▸ **Direction**
Copy the stretch of the listing from the line that contains "of the grass" through the line that contains "x=436, y=229", keeping the requests as they are and shifting every point coordinate in the answers up by 148. Leave the pictures out.

▸ **Data in this exercise**
• • • • • • •

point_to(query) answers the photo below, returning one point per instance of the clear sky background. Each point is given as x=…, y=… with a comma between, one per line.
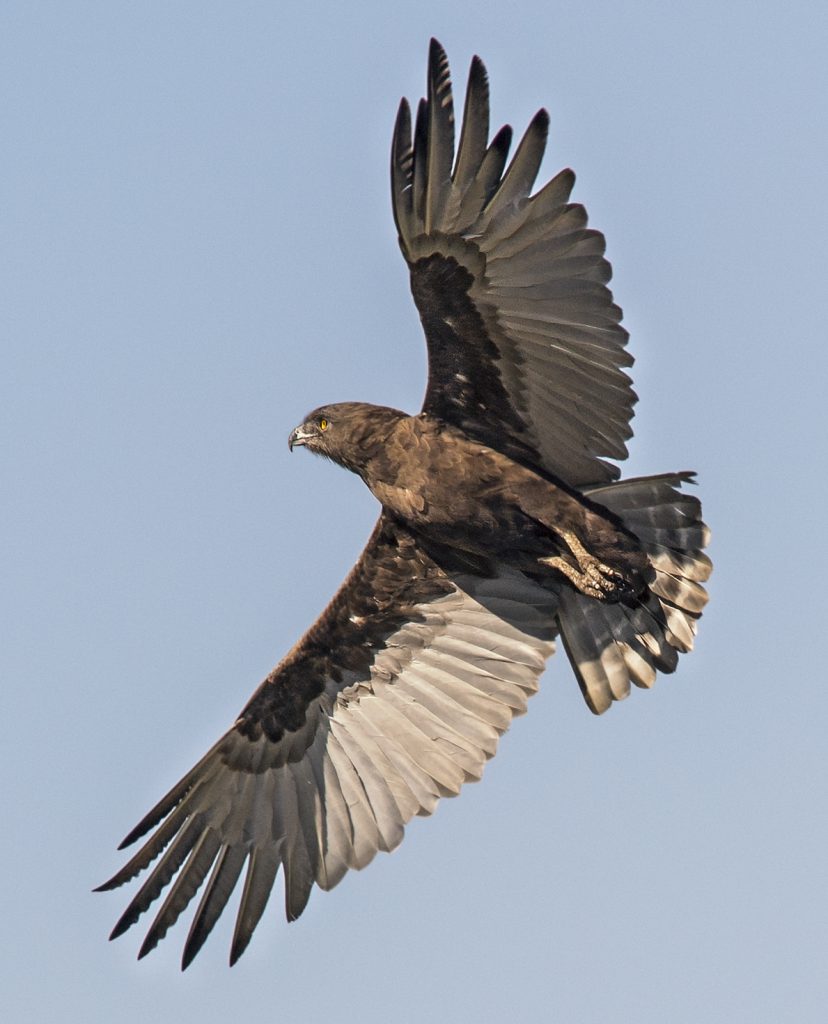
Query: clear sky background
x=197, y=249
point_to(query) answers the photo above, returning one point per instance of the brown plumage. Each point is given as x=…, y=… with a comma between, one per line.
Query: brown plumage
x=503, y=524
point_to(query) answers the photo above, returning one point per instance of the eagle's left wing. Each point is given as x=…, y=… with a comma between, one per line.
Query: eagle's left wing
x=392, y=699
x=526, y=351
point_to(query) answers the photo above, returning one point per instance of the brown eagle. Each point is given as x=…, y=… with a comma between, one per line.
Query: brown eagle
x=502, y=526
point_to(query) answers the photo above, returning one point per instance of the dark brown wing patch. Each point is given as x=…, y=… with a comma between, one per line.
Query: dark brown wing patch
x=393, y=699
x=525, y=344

• • • • • • •

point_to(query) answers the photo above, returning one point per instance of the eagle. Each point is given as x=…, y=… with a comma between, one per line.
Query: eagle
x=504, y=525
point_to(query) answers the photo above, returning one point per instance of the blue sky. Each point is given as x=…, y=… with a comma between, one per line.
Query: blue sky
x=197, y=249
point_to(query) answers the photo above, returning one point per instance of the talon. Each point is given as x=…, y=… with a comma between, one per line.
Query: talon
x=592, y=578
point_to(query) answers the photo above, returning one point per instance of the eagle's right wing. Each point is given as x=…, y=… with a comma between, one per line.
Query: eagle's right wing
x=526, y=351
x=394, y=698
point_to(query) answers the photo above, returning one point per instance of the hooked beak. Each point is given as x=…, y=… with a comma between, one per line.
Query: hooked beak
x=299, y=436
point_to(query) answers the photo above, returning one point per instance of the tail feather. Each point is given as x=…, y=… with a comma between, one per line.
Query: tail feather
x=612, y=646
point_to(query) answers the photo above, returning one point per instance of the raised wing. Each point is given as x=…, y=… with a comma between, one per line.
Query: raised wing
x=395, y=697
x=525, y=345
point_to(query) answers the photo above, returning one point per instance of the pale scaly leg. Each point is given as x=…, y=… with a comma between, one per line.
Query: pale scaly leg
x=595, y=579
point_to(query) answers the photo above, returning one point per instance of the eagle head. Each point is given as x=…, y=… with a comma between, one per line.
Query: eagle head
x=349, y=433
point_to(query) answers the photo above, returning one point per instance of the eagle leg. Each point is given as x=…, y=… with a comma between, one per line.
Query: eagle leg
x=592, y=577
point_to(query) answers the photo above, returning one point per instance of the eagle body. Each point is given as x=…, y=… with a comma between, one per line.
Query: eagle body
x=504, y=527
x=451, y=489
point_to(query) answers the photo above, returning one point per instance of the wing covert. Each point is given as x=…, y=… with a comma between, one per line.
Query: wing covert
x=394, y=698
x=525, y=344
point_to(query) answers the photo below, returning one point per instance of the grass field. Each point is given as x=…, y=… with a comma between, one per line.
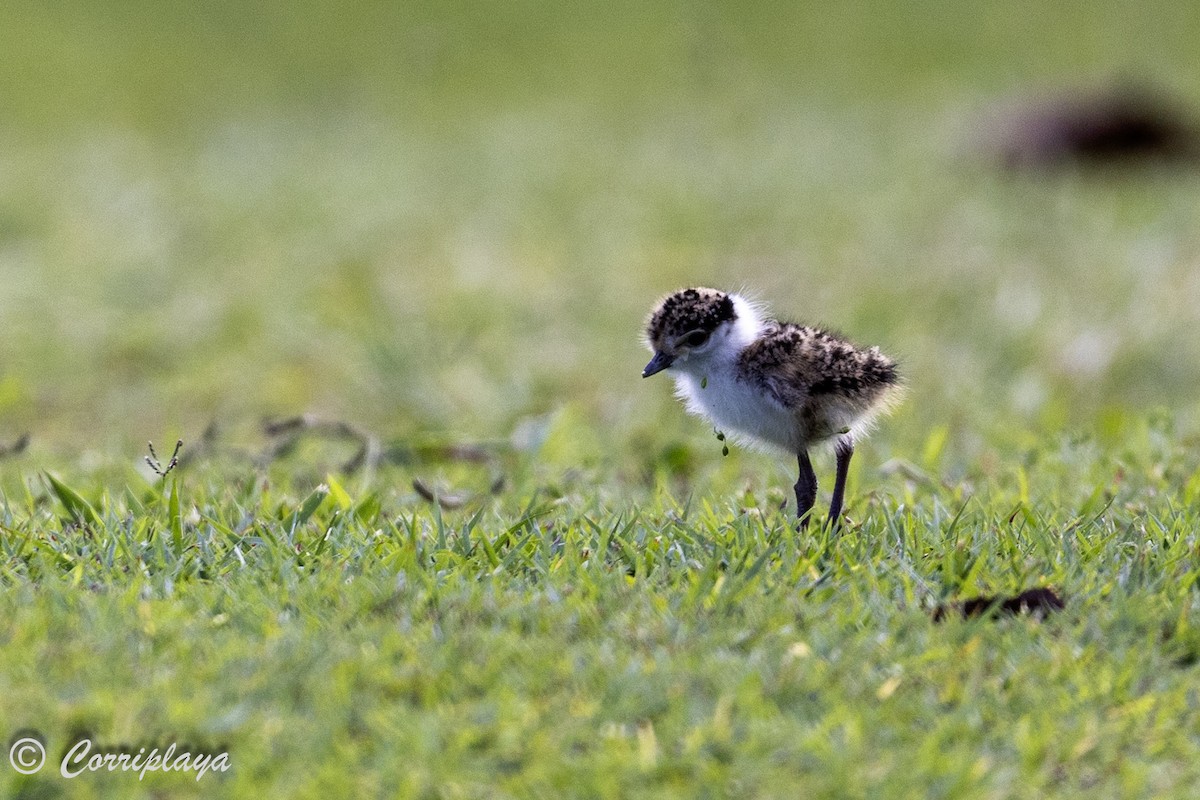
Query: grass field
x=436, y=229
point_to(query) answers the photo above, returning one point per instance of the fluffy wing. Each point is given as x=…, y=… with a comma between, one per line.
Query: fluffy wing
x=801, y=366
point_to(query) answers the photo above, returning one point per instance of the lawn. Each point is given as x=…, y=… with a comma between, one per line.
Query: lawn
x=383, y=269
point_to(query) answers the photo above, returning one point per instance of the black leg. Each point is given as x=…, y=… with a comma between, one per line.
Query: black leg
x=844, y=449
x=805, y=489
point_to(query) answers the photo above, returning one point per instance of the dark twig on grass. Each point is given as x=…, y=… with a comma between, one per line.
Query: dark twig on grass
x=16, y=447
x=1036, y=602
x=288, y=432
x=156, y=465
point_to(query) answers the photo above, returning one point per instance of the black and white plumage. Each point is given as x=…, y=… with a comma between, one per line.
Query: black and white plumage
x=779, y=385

• • • • • • •

▸ **Reply to the task**
point_to(query) answers the photo below, returning one point per instance of the grass field. Each point is given as x=…, y=… with a comma between, one per line.
Query: grass field
x=584, y=377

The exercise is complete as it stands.